The expected output is every entry, repeated word for word.
────────────────
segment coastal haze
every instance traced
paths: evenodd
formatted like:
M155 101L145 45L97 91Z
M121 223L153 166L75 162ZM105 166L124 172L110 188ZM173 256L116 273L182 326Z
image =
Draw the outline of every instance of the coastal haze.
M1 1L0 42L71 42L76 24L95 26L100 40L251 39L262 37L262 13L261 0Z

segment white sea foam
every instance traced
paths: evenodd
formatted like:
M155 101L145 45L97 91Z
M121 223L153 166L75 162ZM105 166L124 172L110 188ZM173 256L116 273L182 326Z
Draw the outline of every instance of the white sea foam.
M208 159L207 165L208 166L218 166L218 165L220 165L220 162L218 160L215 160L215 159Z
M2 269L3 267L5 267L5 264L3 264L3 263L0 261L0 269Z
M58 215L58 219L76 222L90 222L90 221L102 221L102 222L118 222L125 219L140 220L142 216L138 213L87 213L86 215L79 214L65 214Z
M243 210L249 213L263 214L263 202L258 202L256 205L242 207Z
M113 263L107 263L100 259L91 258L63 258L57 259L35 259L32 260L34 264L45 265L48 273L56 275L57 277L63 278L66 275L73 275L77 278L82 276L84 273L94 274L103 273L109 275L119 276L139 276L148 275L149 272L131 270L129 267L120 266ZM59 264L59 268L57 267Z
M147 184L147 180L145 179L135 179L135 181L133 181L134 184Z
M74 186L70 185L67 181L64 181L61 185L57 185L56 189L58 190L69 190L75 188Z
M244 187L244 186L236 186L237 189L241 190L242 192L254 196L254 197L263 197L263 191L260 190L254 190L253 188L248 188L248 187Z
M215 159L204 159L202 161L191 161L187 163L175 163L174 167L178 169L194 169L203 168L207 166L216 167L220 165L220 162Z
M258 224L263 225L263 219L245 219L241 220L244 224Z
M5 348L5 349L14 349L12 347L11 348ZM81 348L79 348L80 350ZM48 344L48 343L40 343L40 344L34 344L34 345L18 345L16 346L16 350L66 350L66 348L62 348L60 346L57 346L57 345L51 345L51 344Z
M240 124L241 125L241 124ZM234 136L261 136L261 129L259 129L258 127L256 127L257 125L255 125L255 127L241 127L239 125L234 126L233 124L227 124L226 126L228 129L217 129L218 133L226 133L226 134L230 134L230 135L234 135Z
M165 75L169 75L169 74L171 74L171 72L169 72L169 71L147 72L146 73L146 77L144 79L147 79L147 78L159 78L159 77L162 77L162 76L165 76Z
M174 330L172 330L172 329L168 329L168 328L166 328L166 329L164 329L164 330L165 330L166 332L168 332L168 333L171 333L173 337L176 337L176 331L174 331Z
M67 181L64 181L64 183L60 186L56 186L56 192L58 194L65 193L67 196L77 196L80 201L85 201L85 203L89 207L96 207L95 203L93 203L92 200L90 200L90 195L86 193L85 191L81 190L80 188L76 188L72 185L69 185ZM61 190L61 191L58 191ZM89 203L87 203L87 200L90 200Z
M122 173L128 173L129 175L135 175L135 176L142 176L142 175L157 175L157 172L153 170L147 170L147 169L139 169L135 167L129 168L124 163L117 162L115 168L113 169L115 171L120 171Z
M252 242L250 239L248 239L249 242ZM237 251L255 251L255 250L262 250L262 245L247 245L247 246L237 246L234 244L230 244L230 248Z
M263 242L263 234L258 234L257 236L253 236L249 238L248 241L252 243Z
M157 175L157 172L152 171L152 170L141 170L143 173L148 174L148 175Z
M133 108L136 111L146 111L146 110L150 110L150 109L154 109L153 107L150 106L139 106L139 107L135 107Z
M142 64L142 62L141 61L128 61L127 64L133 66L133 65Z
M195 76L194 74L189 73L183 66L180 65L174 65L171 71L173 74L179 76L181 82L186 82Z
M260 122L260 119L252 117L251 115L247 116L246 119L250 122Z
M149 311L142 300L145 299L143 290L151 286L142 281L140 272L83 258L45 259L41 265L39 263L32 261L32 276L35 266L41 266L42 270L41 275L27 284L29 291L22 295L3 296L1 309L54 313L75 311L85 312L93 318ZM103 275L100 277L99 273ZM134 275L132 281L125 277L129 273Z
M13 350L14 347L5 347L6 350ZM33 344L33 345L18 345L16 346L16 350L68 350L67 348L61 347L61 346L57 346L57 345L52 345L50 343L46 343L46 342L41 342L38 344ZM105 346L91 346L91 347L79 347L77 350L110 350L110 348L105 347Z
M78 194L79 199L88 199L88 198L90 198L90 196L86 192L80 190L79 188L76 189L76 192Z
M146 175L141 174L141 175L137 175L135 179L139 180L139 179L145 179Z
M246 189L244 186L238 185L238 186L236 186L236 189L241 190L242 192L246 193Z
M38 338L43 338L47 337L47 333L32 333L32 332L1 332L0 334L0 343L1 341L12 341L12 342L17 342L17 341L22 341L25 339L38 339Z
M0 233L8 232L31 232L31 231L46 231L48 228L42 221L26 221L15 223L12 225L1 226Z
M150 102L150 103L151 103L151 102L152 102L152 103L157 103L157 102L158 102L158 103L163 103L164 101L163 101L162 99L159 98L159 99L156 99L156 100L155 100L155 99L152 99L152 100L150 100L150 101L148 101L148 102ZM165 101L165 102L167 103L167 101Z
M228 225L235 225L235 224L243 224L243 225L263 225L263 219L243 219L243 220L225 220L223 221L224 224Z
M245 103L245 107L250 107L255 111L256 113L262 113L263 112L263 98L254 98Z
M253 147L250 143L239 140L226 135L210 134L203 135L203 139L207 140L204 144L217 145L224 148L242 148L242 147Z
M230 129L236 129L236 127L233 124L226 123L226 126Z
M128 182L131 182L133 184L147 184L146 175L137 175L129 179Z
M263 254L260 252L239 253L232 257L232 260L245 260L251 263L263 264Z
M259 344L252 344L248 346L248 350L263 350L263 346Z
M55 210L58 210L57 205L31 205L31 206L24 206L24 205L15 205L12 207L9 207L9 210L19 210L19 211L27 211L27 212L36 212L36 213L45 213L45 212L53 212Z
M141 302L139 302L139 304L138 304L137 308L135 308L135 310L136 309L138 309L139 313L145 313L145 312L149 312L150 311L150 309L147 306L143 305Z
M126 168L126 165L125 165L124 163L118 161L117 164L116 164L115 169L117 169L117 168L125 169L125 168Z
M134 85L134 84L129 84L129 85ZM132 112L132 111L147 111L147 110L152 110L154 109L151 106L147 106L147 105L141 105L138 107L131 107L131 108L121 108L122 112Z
────────────────
SOLUTION TO THIS TASK
segment coastal haze
every instance traced
paths: evenodd
formatted like:
M155 101L145 45L97 91Z
M121 223L153 166L75 162ZM105 166L124 172L110 188ZM173 256L116 273L182 326Z
image =
Draw the outline of every instance of the coastal haze.
M1 1L0 42L71 42L76 24L95 26L100 40L251 39L262 37L262 13L261 0Z

segment white sea foam
every instance traced
paths: evenodd
formatted like:
M155 101L145 45L97 91Z
M121 223L153 166L75 162ZM105 166L124 172L110 188ZM173 256L116 273L182 326Z
Draw the outline of every instance of the white sea foam.
M208 159L207 165L208 166L218 166L218 165L220 165L220 162L218 160L215 160L215 159Z
M2 269L3 267L5 267L5 264L3 264L3 263L0 261L0 269Z
M58 215L58 219L76 222L90 222L90 221L102 221L102 222L118 222L125 219L140 220L142 216L138 213L87 213L86 215L79 214L65 214Z
M243 210L249 213L263 214L263 202L258 202L256 205L242 207Z
M113 263L107 263L100 259L91 258L63 258L57 259L35 259L32 260L34 264L45 265L48 273L56 275L57 277L63 278L66 275L73 275L77 278L82 276L84 273L94 274L103 273L109 275L119 276L139 276L148 275L149 272L131 270L129 267L120 266ZM59 264L59 268L57 267Z
M147 184L147 180L145 179L135 179L135 181L133 181L134 184Z
M74 186L70 185L67 181L64 181L61 185L57 185L56 189L58 190L69 190L75 188Z
M244 187L244 186L236 186L237 189L241 190L242 192L254 196L254 197L263 197L263 191L260 190L254 190L253 188L248 188L248 187Z
M215 159L204 159L202 161L191 161L187 163L175 163L174 167L178 169L194 169L203 168L207 166L216 167L220 165L220 162Z
M258 224L263 225L263 219L245 219L241 220L244 224Z
M5 348L5 349L14 349L12 347L11 348ZM81 348L79 348L80 350ZM48 344L48 343L40 343L40 344L34 344L34 345L18 345L16 346L16 350L66 350L66 348L62 348L60 346L57 346L57 345L51 345L51 344Z
M240 124L241 125L241 124ZM234 136L261 136L261 129L259 129L258 127L256 127L257 125L255 125L255 127L241 127L239 125L234 126L233 124L227 124L226 126L228 129L217 129L218 133L226 133L226 134L230 134L230 135L234 135Z
M165 75L169 75L169 74L171 74L171 72L169 72L169 71L147 72L146 73L146 77L144 79L147 79L147 78L159 78L159 77L162 77L162 76L165 76Z
M174 330L172 330L172 329L168 329L168 328L166 328L166 329L164 329L164 330L165 330L166 332L168 332L168 333L171 333L173 337L176 337L176 331L174 331Z
M67 181L64 181L64 183L60 186L56 186L56 192L58 194L65 193L67 196L77 196L80 201L85 201L85 203L89 207L96 207L95 203L93 203L92 200L90 200L90 195L86 193L85 191L81 190L80 188L76 188L72 185L69 185ZM61 190L61 191L58 191ZM89 203L87 203L87 200L90 200Z
M122 173L128 173L129 175L135 175L135 176L142 176L142 175L157 175L157 172L153 170L147 170L147 169L139 169L135 167L129 168L124 163L117 162L115 168L113 169L115 171L120 171Z
M252 242L250 239L248 239L249 242ZM237 251L255 251L255 250L262 250L262 245L247 245L247 246L237 246L234 244L230 244L230 248Z
M263 242L263 234L258 234L257 236L253 236L249 238L248 241L252 243Z
M157 175L157 172L152 171L152 170L141 170L143 173L148 174L148 175Z
M133 108L136 111L146 111L146 110L150 110L150 109L154 109L153 107L150 106L139 106L139 107L135 107Z
M142 64L142 62L141 61L128 61L127 64L133 66L133 65Z
M195 76L194 74L189 73L183 66L180 65L174 65L171 71L173 74L179 76L181 82L186 82Z
M260 122L260 119L252 117L251 115L247 116L246 119L250 122Z
M149 311L142 300L145 299L143 290L151 286L142 281L140 272L83 258L45 259L41 265L39 263L32 261L32 276L35 266L41 266L42 270L41 275L27 284L29 291L22 295L3 296L1 309L54 313L75 311L85 312L93 318ZM103 275L100 277L99 273ZM134 275L132 281L125 277L129 273Z
M13 350L14 347L5 347L6 350ZM33 344L33 345L18 345L16 346L16 350L68 350L67 348L61 347L61 346L57 346L57 345L52 345L50 343L46 343L46 342L41 342L38 344ZM105 346L91 346L91 347L79 347L77 350L110 350L110 348L105 347Z
M78 194L79 199L88 199L88 198L90 198L90 196L86 192L80 190L79 188L76 189L76 192Z
M146 175L141 174L141 175L137 175L135 179L139 180L139 179L145 179Z
M246 189L244 186L238 185L238 186L236 186L236 189L241 190L242 192L246 193Z
M38 338L43 338L47 337L47 333L32 333L32 332L1 332L0 334L0 343L1 341L12 341L12 342L17 342L17 341L22 341L25 339L38 339Z
M0 233L8 232L31 232L31 231L46 231L48 228L42 221L26 221L15 223L12 225L1 226Z
M150 102L150 103L151 103L151 102L152 102L152 103L157 103L157 102L158 102L158 103L163 103L164 101L163 101L162 99L159 98L159 99L156 99L156 100L155 100L155 99L152 99L152 100L150 100L150 101L148 101L148 102ZM165 101L165 102L167 103L167 101Z
M228 225L235 225L235 224L243 224L243 225L263 225L263 219L243 219L243 220L225 220L223 221L224 224Z
M245 103L245 107L250 107L255 111L256 113L262 113L263 112L263 98L254 98Z
M253 147L250 143L239 140L226 135L210 134L203 135L203 139L207 140L204 144L217 145L224 148L242 148L242 147Z
M230 129L236 129L236 127L233 124L226 123L226 126Z
M128 182L131 182L133 184L147 184L146 175L137 175L129 179Z
M263 254L260 252L239 253L232 257L232 260L245 260L251 263L263 264Z
M259 344L252 344L248 346L248 350L263 350L263 346Z
M55 210L58 210L57 205L31 205L31 206L24 206L24 205L15 205L12 207L9 207L9 210L19 210L19 211L27 211L27 212L36 212L36 213L45 213L45 212L53 212Z
M141 302L139 302L139 304L138 304L137 308L135 308L135 310L136 309L138 309L139 313L145 313L145 312L149 312L150 311L150 309L147 306L143 305Z
M126 168L126 165L125 165L124 163L118 161L117 164L116 164L115 169L117 169L117 168L125 169L125 168Z
M134 85L134 84L129 84L129 85ZM132 112L132 111L147 111L147 110L152 110L154 109L151 106L147 106L147 105L141 105L138 107L131 107L131 108L121 108L122 112Z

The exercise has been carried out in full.